• EXTRACT:
## begin
A Company Bigger than the Nation Itself
Eesti Energia, once a local electric monopoly, has grown to be an international energy concern. Operating abroad under the name Enefit, the company recently purchased the largest privately-owned shale reserves in the state of Utah. ERR News spoke with Eesti Energia CEO Sandor Liive.
Eesti Energia claims its oil shale retorting technology is “the only commercially proven technology available.” My understanding is that some parts of your Utah lease are on US government R&D land and that if your technology can be proven in the United States, you stand a chance of getting access to vast oil shale reserves on US government land holding 70 percent of the world’s oil shale resources. If what you claim about the technology is true, then we’re talking about very significant sums of money. Is that correct?
What you describe is the potential big, big upside. Let’s describe now the bad, bad downside. We spent 29 million euros to buy it, and if we don’t get all the permits and paperwork, then we’d be unable to do anything except use it for hunting. Those are the two extremes. Reality, of course, and our plan, is in between.
Estonia has more than 90 years experience in oil shale. We started in the 1920s with oil. Post World War II, in 1950, a pilot plant was built to employ a new technology using a solid heat carrier. In 1980 it was scaled up many times, and two units of Russian design were built in the Narva region. But the units didn’t work properly. During the last five years we have devoted attention to it, changed many components, and made this updated design work. Last year, these two units produced more than one million barrels of shale oil. Not per day, unfortunately, but per year.
## end
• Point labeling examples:
## begin
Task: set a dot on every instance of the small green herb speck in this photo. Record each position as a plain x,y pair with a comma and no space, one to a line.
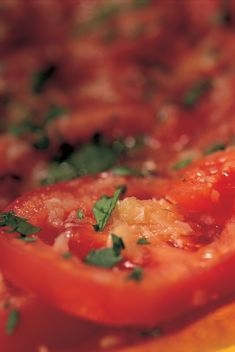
12,321
17,224
126,171
104,207
136,274
182,164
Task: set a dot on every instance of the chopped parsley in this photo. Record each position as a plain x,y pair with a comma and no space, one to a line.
193,95
143,240
17,224
215,148
12,321
118,244
136,274
106,257
182,164
41,78
80,214
103,208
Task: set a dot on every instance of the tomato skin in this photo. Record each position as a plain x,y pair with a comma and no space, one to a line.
175,281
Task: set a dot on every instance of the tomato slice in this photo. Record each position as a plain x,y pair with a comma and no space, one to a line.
183,268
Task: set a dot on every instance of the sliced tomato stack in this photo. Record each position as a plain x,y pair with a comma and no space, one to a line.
153,278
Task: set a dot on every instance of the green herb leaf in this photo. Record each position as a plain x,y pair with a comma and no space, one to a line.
215,148
17,224
41,78
27,239
12,321
143,240
53,113
182,164
136,274
105,258
103,208
195,93
118,244
42,142
80,214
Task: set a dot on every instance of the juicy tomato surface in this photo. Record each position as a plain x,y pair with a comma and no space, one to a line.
183,269
94,89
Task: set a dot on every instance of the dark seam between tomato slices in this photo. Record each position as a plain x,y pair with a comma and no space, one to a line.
174,282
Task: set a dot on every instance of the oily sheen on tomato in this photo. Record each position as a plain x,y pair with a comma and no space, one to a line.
146,257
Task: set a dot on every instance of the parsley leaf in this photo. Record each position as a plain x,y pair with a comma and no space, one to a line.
136,274
106,257
143,240
17,224
118,244
80,214
194,94
41,78
182,164
12,321
103,208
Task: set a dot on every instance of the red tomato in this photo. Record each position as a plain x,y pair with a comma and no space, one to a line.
183,269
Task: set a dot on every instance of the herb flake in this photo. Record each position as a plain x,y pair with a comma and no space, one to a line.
136,274
12,321
106,257
17,224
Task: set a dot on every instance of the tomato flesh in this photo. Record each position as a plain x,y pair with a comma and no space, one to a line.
183,269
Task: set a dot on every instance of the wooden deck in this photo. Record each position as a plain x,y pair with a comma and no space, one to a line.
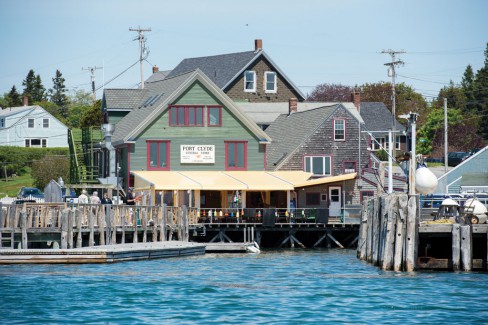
101,254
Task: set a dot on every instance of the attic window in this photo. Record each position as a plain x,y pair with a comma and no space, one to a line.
270,82
250,81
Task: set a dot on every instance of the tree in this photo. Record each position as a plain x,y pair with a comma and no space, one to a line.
29,84
58,93
39,92
13,98
331,93
48,168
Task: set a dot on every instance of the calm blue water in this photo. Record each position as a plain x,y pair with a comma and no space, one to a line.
284,287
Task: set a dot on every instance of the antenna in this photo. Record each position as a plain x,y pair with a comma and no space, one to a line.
142,48
391,73
92,71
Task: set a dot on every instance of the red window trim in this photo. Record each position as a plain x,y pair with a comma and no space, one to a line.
220,115
148,155
227,155
186,117
345,136
361,193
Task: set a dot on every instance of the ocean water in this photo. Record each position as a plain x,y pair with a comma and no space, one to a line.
274,287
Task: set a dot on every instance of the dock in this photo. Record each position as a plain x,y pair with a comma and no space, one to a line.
102,254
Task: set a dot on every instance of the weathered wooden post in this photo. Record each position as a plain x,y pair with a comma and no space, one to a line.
456,247
401,226
64,228
412,234
467,247
79,217
23,225
392,207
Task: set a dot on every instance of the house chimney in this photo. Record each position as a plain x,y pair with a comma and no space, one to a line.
258,45
292,106
356,99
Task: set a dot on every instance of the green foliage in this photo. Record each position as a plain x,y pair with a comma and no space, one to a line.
48,168
18,159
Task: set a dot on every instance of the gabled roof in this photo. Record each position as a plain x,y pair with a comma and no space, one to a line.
377,117
290,131
226,68
166,92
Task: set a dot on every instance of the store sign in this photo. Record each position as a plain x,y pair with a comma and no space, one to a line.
197,154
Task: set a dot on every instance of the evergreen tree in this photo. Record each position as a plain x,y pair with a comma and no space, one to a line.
39,92
29,84
13,98
480,91
58,93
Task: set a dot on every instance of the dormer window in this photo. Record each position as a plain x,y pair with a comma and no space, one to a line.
250,81
270,82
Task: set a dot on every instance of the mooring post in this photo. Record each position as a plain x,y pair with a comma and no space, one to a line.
64,228
412,234
467,247
456,247
23,225
401,226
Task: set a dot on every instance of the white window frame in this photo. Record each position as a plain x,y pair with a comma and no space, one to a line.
343,129
324,172
253,90
275,86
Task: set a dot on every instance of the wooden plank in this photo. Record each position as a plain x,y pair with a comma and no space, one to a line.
400,230
389,246
466,247
412,234
456,247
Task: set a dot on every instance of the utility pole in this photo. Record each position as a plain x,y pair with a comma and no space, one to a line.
392,74
92,71
446,147
142,48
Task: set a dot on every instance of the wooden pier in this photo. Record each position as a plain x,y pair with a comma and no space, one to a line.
393,237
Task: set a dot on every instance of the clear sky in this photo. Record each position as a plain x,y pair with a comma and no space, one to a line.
312,41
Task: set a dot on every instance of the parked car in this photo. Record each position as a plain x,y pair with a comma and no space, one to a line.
30,192
455,158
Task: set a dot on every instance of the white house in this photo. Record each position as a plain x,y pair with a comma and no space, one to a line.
31,126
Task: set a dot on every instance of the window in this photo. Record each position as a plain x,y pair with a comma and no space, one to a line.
349,167
235,155
36,143
214,116
157,155
250,81
365,194
318,165
339,130
312,198
186,116
270,82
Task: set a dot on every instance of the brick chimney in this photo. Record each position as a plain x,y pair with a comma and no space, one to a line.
292,106
258,45
356,99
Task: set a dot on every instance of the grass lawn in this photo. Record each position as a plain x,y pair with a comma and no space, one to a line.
13,184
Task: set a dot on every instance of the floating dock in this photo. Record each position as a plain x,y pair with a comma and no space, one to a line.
102,254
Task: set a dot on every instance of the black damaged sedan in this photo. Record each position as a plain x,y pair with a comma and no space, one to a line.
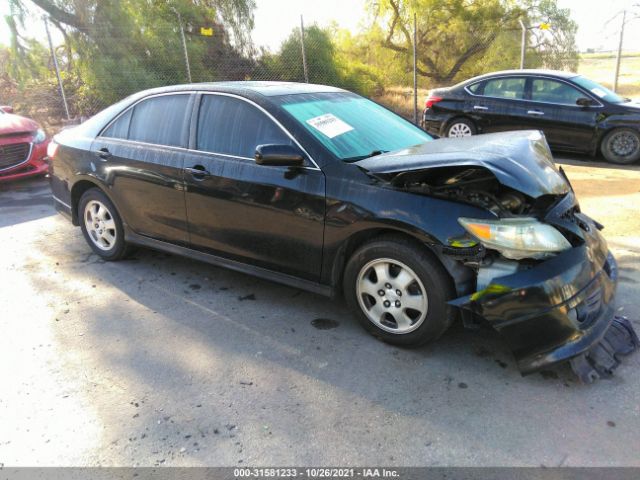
321,189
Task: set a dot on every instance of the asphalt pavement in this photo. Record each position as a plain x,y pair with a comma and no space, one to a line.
160,360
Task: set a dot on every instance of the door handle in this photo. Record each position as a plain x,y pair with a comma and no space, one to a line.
104,153
198,171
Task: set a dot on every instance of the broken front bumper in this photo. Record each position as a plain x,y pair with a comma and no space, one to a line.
557,310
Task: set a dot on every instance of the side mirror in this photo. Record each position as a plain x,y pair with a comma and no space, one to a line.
584,102
279,155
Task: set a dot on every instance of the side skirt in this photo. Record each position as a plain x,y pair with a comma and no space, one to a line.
278,277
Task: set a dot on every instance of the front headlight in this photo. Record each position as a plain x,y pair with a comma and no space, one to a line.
40,136
517,238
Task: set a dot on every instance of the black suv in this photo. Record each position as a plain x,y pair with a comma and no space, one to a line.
576,114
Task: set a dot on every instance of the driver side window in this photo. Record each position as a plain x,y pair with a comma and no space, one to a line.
234,127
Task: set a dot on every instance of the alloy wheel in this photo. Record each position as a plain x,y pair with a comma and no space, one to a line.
460,130
392,296
100,225
624,144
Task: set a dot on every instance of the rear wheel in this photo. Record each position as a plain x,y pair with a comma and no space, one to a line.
461,127
101,225
621,146
398,291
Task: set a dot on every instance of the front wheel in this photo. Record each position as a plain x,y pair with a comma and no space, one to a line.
621,146
398,291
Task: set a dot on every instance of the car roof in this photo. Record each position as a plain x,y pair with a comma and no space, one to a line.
267,89
526,72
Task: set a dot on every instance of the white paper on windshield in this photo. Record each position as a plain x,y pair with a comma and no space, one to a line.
329,125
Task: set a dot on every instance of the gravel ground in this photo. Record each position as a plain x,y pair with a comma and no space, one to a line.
159,360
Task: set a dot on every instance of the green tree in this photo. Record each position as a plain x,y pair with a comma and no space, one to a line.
118,47
458,37
326,64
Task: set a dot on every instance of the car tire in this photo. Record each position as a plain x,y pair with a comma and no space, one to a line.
621,146
460,127
410,274
101,225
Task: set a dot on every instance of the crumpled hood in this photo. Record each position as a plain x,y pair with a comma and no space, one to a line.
520,160
10,123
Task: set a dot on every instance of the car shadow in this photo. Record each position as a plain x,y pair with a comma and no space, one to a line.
253,342
25,200
579,160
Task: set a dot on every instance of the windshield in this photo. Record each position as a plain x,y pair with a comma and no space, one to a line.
598,90
350,126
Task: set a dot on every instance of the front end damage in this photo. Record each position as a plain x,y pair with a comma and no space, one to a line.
550,306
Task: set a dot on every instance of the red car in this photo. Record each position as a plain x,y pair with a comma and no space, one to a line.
23,146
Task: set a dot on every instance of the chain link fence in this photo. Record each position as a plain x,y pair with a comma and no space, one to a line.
175,53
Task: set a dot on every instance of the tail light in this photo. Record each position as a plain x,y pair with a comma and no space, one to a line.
52,149
431,99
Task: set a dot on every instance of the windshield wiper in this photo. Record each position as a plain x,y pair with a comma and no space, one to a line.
362,157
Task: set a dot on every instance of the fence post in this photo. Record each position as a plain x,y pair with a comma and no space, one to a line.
523,43
55,64
184,46
415,69
619,56
304,53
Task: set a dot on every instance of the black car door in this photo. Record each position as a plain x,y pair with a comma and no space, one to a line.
141,155
268,216
553,109
497,104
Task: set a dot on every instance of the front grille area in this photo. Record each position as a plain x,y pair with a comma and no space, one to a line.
13,154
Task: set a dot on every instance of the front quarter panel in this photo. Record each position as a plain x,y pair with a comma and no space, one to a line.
357,202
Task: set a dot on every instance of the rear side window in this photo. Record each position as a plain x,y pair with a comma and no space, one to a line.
119,128
474,88
160,120
234,127
509,87
552,91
## end
• WRITTEN TASK 1: According to the Eesti Energia interview, how much did the company spend to buy its Utah oil shale reserves?
• WRITTEN TASK 2: Carry on the Eesti Energia interview from the end of its final paragraph.

• TASK RESULT 1: 29 million euros.

• TASK RESULT 2:
For the Enefit-280 [retort] we are constructing now, we combined our physical operation experience with Outotec, a German-Finnish company, and their experience with scaling up. We scaled up twice the existing facility, making it efficient and more environmentally friendly, including a 35-megawatt power generation unit. Next year in April construction will be complete. If that is successful, we’ll build at least two more units in Estonia. Our aim is to have 20,000 barrels per day in Estonia. Our aim is to prove this technology by 2016 and it will be the model for further development of technology in our other projects such as Jordan and the United States.
What makes us different is that other commercial-scale technologies use gas as the heat carrier and space between oil shale pieces is required for the gas to get through. Other technologies use only the big pieces of shale - about one-third of the mined product is small particles and they just put it aside or put it back in the mine. Other technologies are not able to process all the oil shale, but we are. And that’s what led us to America.
What is your current status in the US?
There are no licenses in place to mine and we’re applying. I think that will take at least four years in the US. The design has not been tested yet, and the technology we will apply there is a further development of our existing technology in Estonia and so isn’t fully proven yet. We’re optimistic. We’ve tested the oil shale in labs and we’ll soon test it in our bench-scale pilot which we have with Outotec in Frankfurt, a copy of our Enefit-280.
You paid 29 million euros for the Utah lease and have announced you’ll spend another 77 million there by 2016. How close does that money get you to actual production?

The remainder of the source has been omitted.